* **PAGE EXCERPT**
------------------------

New Jersey Criminal Defense Attorney Blog Covering New Jersey and Federal Criminal Law and Procedure

State v. Legette – Important Clarification of the Ability of Police to Seize Evidence During an Investigatory Stop

While investigating a noise complaint at an apartment complex, an officer observed James Legette standing on a common porch.  The officer approached and Legette partially opened a door leading into his area.  The officer then smelled burnt marijuana, entered the porch area, and identified himself as an officer.  As Legette began to walk away, the officer requested identification.  Legette responded that he had to retrieve his identification from the apartment, and the officer replied that he would have to accompany him.  Legette entered the apartment and the officer followed.  The officer noticed a bulge in Legette’s sweatshirt.

After entering the apartment, Legette presented his identification and the officer radioed a request to check for outstanding arrest warrants.  Legette them removed his sweatshirt and asked a woman who was in the apartment to place it in the bedroom.  The officer then seized the sweatshirt from the bedroom and took Legette, who appeared anxious, outside.  Obviously, the officer did not have a search warrant.

------------------------

* **PROBLEM DETAILS**
Render into Spanish the following sentence from the State v. Legette blog post: "After entering the apartment, Legette presented his identification and the officer radioed a request to check for outstanding arrest warrants."

* **INFORMATION GIVEN**

------------------------

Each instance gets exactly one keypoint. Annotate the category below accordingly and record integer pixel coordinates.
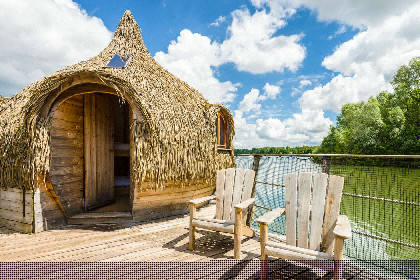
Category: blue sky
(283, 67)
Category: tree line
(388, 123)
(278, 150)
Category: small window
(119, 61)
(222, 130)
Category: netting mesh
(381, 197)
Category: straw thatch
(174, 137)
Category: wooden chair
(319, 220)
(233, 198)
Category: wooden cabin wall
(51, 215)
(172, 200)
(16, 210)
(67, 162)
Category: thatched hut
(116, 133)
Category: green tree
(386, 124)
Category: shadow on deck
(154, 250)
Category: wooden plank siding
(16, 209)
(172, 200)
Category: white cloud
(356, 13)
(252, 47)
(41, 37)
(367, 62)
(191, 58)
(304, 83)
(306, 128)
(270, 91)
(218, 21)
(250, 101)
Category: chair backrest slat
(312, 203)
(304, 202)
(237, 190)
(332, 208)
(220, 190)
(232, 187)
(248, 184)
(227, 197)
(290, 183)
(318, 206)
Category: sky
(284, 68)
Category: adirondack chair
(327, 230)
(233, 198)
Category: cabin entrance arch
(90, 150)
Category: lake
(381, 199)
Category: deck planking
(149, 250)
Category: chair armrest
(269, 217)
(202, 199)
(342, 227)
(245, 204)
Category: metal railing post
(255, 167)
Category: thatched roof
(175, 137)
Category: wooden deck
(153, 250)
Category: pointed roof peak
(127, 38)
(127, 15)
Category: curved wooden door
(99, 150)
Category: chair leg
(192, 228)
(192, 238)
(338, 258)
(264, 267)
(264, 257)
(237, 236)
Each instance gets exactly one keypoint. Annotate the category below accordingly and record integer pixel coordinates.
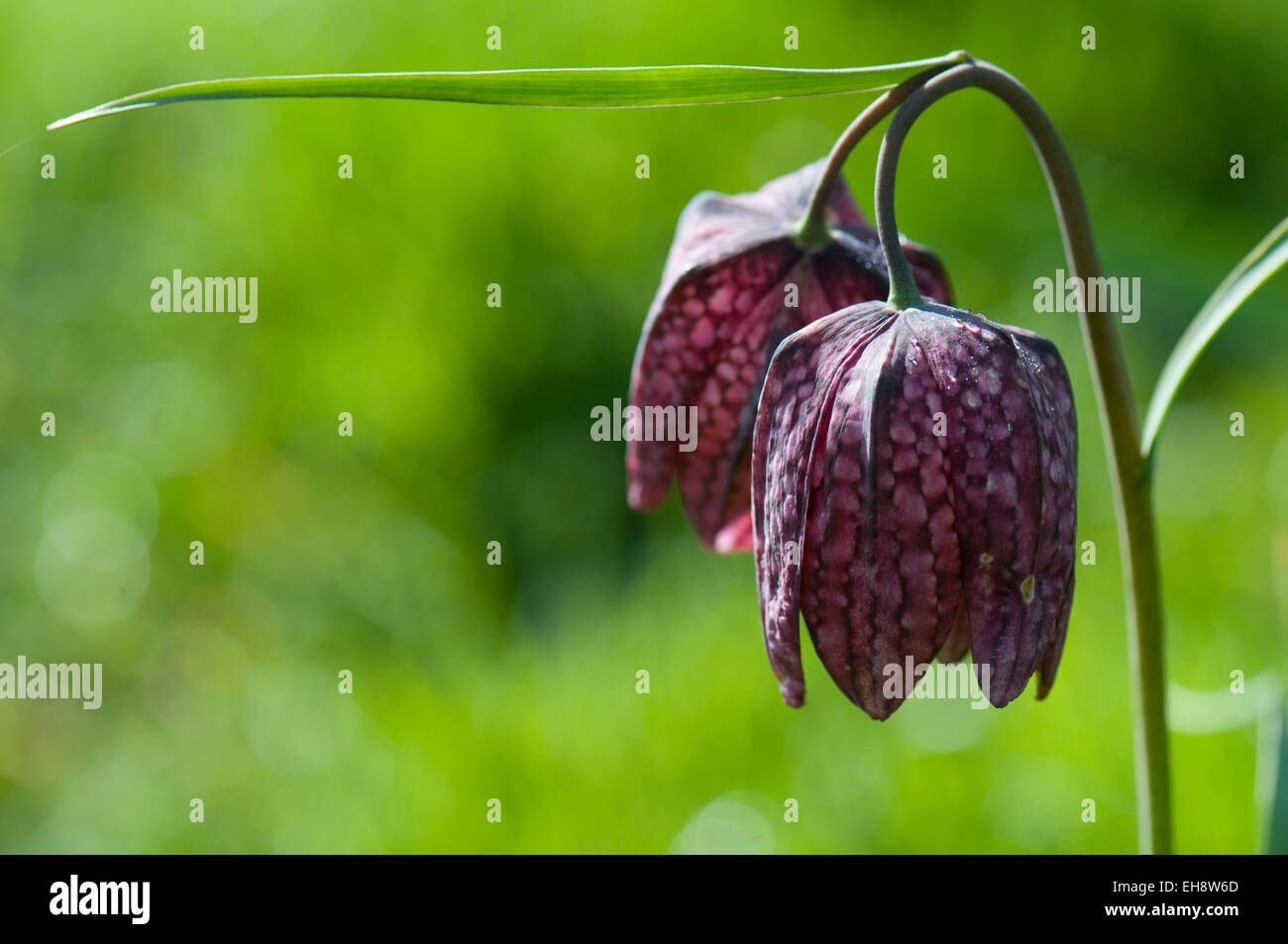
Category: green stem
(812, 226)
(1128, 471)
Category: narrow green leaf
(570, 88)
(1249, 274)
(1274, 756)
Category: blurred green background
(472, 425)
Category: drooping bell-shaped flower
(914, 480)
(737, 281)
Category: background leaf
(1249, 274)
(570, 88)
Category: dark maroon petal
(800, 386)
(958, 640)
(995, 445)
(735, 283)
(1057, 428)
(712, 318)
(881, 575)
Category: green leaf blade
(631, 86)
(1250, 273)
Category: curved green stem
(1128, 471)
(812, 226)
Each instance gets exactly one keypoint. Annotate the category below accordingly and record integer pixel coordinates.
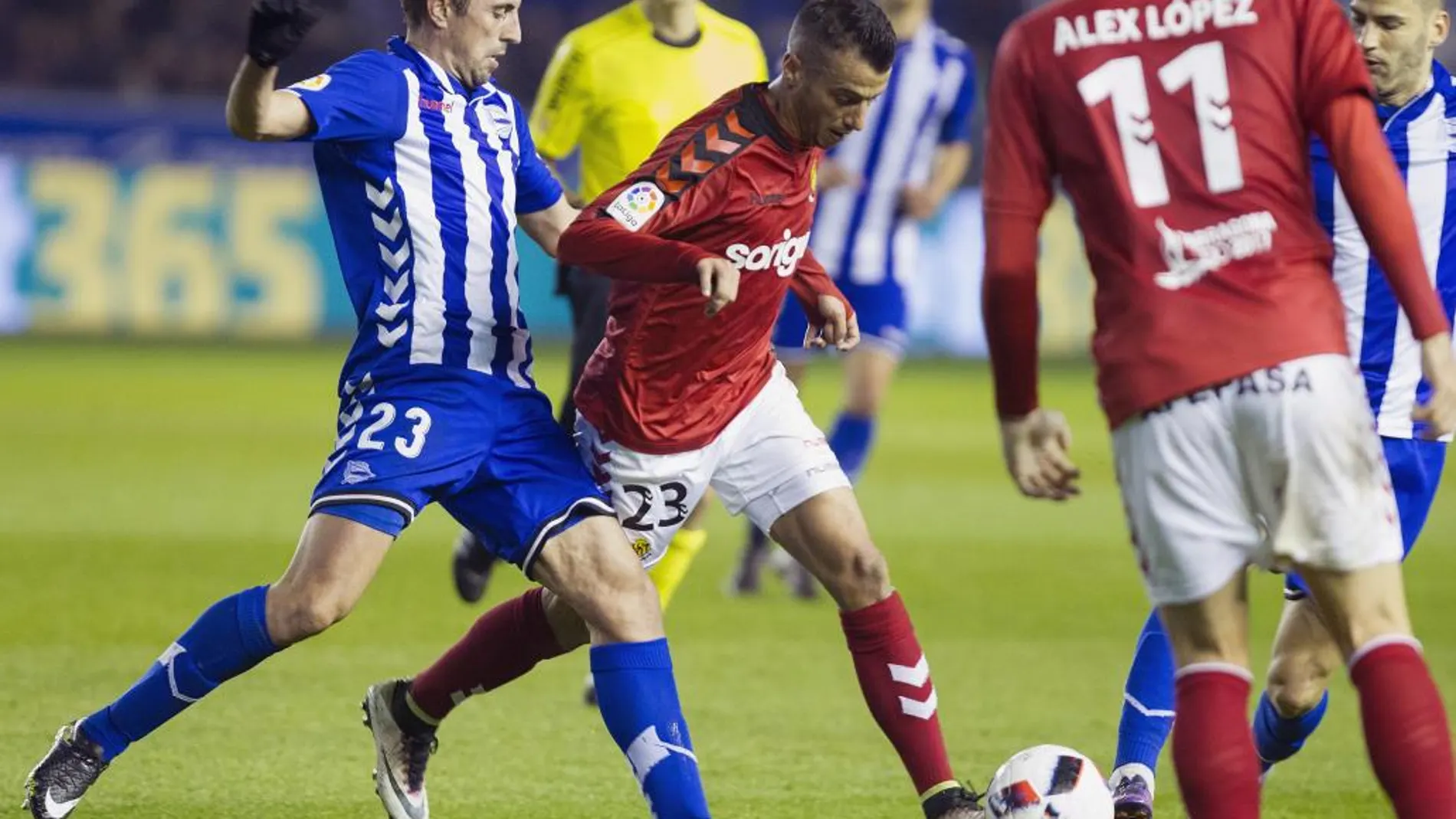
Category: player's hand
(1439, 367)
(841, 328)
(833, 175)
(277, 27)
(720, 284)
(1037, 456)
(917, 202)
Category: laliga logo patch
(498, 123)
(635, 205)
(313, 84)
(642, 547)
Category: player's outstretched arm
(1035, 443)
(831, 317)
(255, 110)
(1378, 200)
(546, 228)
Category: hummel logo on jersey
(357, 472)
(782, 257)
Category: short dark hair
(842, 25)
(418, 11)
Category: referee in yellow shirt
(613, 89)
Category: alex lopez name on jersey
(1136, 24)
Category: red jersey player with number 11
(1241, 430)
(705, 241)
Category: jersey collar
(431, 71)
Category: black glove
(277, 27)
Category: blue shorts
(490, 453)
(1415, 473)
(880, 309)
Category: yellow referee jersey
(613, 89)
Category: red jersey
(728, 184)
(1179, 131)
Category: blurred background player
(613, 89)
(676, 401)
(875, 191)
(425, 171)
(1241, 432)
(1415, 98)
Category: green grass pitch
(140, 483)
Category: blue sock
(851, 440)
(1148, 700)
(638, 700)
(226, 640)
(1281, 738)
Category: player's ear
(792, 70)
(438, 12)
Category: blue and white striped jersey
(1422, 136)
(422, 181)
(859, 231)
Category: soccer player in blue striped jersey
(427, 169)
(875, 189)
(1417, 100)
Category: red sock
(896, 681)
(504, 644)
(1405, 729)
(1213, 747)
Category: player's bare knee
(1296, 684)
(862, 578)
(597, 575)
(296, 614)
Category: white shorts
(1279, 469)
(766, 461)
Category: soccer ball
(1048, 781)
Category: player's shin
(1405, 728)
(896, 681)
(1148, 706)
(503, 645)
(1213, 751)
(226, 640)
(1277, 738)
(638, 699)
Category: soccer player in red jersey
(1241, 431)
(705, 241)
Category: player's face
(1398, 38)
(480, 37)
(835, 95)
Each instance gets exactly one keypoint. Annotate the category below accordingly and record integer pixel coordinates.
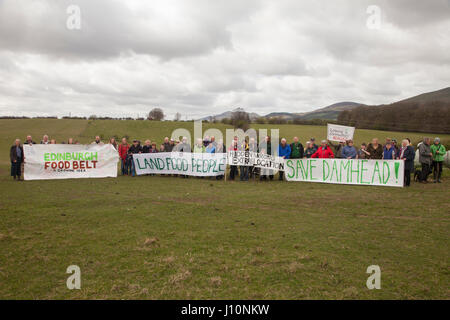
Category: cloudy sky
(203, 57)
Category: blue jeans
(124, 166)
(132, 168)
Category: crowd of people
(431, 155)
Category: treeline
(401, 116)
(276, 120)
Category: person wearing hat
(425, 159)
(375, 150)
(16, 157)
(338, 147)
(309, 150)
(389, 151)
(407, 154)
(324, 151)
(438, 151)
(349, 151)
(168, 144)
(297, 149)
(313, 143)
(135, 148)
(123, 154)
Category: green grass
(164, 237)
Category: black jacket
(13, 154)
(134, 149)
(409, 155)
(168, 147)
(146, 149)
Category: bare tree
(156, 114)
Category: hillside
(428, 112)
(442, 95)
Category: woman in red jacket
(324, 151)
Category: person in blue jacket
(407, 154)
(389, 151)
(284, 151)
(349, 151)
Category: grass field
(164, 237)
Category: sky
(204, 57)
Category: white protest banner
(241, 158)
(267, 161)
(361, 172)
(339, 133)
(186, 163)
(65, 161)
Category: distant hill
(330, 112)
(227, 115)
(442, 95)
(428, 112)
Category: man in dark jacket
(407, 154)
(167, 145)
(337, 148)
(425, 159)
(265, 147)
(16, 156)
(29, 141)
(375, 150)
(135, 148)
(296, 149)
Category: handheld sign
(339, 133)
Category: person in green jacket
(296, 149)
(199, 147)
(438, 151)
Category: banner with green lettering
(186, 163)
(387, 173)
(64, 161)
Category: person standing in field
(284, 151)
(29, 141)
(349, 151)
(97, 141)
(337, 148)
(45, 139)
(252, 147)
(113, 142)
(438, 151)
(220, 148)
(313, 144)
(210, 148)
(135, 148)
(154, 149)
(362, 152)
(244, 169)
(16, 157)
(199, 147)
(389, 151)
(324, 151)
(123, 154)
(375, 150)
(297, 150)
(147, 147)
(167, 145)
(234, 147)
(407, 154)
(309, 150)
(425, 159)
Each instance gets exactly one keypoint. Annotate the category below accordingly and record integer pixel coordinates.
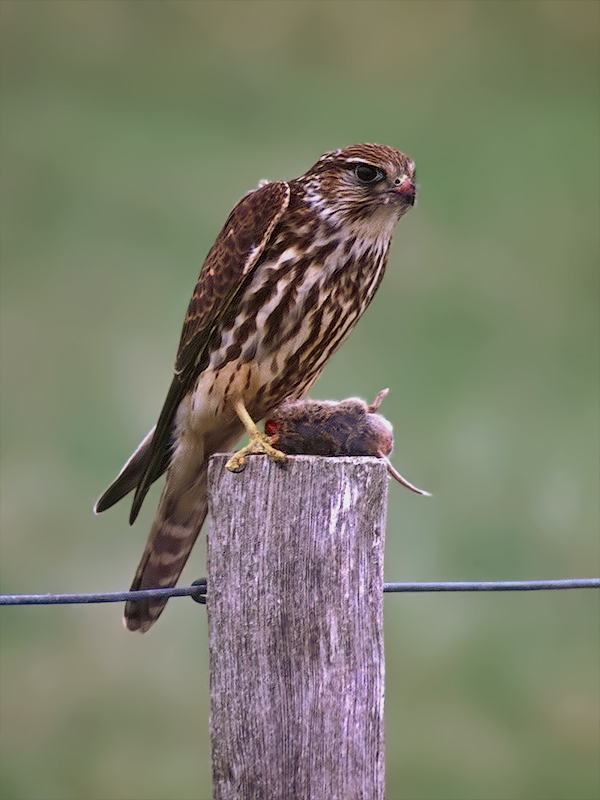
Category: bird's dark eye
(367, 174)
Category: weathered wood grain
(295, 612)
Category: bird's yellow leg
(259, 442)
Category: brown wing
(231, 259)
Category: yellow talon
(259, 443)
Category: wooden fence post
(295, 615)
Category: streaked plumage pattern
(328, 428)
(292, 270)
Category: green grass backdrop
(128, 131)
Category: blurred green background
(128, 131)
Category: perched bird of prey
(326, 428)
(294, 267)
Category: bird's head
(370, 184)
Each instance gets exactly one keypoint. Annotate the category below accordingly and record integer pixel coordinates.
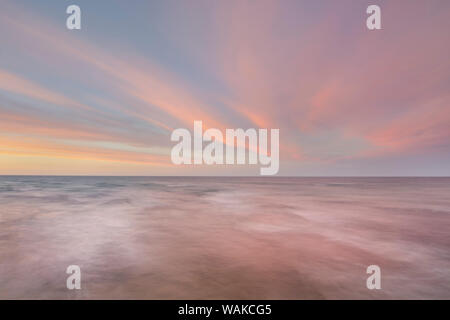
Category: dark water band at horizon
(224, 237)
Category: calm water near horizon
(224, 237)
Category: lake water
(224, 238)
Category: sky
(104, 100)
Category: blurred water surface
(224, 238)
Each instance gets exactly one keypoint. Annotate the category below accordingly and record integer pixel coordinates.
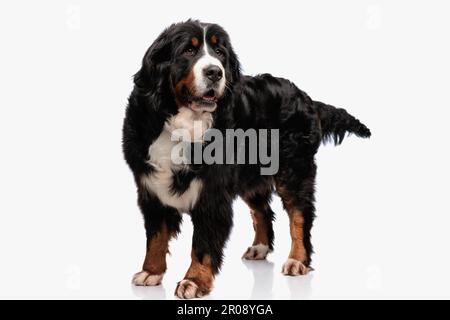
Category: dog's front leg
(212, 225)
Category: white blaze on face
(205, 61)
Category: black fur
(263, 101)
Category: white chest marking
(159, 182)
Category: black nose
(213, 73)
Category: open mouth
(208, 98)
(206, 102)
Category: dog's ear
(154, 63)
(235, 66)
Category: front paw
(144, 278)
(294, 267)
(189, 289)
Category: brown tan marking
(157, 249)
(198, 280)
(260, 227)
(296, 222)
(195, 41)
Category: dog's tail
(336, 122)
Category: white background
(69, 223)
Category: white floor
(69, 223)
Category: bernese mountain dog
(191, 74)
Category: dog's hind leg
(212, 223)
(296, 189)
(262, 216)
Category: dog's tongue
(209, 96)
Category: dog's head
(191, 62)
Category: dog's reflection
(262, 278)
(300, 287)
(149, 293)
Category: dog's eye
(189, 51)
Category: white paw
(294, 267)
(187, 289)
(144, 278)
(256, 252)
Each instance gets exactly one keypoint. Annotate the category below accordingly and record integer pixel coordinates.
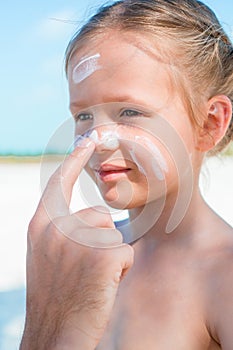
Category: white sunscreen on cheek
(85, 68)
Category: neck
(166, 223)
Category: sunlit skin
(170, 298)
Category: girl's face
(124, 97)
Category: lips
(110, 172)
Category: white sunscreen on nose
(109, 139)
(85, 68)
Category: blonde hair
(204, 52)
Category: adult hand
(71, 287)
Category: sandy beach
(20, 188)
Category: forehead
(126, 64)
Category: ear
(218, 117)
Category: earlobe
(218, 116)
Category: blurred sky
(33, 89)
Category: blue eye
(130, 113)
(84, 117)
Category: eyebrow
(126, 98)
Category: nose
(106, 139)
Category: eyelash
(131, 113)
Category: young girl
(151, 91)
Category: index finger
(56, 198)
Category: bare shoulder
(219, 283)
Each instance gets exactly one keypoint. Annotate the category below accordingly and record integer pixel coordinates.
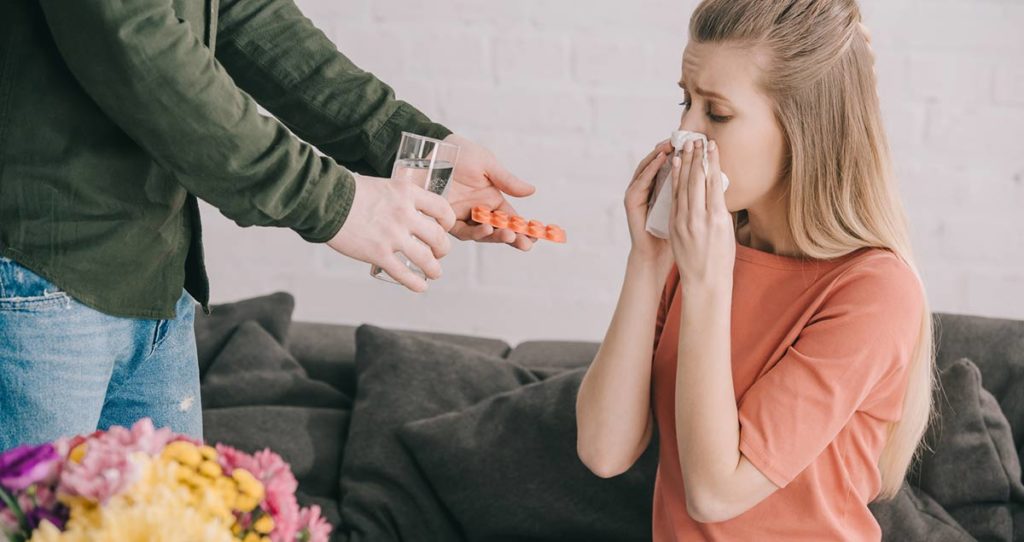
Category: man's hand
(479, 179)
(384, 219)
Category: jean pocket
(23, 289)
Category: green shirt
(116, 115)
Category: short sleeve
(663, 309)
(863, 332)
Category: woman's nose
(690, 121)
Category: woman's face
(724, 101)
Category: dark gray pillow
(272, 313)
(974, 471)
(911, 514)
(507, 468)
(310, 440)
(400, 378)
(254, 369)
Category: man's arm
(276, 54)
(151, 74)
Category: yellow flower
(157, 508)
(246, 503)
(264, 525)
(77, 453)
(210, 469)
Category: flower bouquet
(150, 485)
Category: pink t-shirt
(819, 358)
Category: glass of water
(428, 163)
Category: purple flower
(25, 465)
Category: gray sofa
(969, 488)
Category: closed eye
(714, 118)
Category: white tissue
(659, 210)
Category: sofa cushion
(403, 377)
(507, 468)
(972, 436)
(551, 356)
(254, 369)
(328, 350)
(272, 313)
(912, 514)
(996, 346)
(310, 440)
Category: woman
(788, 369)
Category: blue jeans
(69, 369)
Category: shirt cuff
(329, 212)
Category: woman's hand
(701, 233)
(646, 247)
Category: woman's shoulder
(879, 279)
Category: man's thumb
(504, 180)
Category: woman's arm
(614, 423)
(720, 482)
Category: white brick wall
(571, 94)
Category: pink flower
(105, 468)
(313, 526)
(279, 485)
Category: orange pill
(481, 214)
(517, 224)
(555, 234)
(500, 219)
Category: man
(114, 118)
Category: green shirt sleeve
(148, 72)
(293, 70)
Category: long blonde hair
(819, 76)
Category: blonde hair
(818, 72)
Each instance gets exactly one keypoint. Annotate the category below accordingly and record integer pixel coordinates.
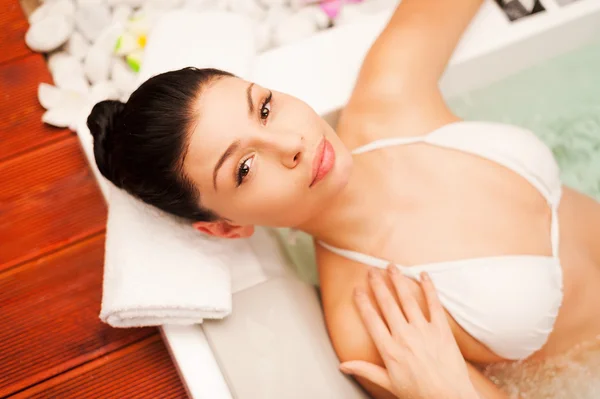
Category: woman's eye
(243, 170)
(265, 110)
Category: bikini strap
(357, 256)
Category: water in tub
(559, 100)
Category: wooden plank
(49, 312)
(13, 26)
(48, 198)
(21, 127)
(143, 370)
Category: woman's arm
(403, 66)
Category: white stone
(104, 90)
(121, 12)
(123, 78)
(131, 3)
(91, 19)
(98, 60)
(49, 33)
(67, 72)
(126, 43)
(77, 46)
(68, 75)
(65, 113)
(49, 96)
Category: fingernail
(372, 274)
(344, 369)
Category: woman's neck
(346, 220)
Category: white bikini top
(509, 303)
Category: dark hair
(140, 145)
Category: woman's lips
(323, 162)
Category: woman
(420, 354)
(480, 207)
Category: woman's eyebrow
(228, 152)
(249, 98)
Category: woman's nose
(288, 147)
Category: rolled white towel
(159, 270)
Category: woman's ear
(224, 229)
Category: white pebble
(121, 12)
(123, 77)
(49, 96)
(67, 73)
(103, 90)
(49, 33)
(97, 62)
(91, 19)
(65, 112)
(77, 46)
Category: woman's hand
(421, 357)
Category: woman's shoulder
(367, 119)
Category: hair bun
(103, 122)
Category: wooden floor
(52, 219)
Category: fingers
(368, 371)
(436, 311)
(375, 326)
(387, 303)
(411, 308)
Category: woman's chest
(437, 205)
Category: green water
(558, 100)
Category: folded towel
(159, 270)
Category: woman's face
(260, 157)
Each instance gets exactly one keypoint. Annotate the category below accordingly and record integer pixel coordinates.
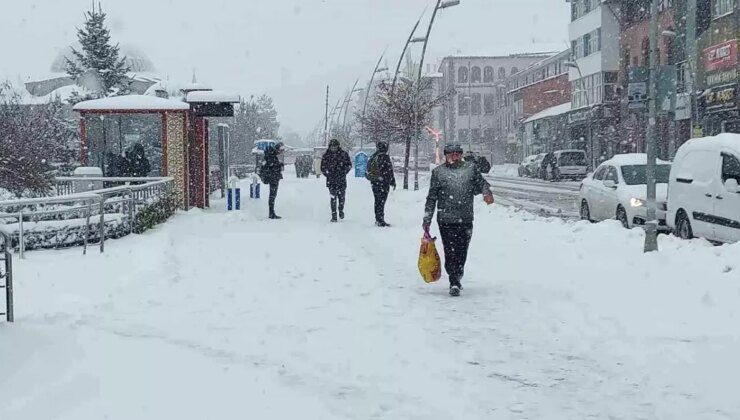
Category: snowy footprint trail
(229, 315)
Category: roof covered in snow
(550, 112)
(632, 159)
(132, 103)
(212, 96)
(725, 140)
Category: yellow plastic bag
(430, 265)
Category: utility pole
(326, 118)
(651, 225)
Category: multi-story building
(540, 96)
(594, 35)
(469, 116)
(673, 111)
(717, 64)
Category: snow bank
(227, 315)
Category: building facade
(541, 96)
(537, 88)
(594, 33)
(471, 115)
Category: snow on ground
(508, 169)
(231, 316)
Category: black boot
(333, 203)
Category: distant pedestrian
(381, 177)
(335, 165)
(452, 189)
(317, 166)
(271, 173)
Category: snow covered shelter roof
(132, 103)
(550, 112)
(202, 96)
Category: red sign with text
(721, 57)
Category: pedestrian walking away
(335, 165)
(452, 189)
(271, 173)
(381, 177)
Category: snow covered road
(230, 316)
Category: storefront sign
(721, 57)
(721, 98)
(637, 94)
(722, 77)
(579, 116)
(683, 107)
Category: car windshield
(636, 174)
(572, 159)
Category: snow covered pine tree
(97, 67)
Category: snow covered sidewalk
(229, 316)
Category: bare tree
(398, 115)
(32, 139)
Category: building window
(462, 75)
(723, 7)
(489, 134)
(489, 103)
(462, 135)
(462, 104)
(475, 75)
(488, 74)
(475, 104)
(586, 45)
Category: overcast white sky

------------------------

* **SOLUTION FOR THIS PROBLEM**
Después de entrar en el apartamento, Legette presentó su identificación y el agente solicitó por radio que se verificara si existían órdenes de arresto pendientes.